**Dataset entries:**

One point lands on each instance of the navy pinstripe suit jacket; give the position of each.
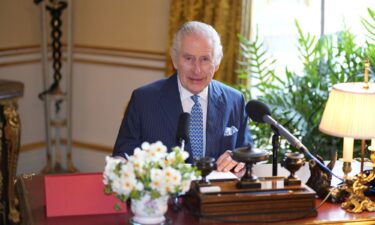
(153, 113)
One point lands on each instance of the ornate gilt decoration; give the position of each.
(11, 134)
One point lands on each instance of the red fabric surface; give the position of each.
(78, 194)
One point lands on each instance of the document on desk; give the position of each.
(216, 175)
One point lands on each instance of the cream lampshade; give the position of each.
(350, 114)
(350, 111)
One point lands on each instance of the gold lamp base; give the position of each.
(357, 201)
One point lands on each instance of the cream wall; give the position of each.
(119, 45)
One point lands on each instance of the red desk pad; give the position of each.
(78, 194)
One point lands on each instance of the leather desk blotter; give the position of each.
(78, 194)
(271, 202)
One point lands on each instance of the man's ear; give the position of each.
(174, 63)
(217, 67)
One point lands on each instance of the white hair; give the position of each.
(198, 28)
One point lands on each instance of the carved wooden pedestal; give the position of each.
(9, 149)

**PROBLEM REQUIREMENTS:**
Apart from the pictures, all of the data must be duplicated exactly as shown above.

**SOLUTION:**
One point lands on each instance of the navy pinstripe suit jacket; give the position of each.
(153, 113)
One point lands on each instance of the ornate gilt decoration; give the position of each.
(11, 134)
One point lands on each instance of the red fabric surface; give the position of each.
(78, 194)
One point lands on each instance of the document on desk; give the position of each.
(216, 175)
One point lands on each instance of the cream lampshade; give the position of each.
(350, 114)
(350, 111)
One point lands on each instance of the gold lamp base; give the position of each.
(357, 201)
One point lands on each instance of the cream wall; give the position of each.
(119, 45)
One point lands on each instance of the red desk pad; give the position of each.
(78, 194)
One point lands on each instance of the leather desk blotter; give the position of each.
(78, 194)
(271, 202)
One point lands on each instance of the man's ear; give the position of each.
(174, 63)
(217, 67)
One point lands on each instance of the white hair; give the position of each.
(198, 28)
One point lands on each instance of the carved wooden pedestal; give the position of each.
(9, 149)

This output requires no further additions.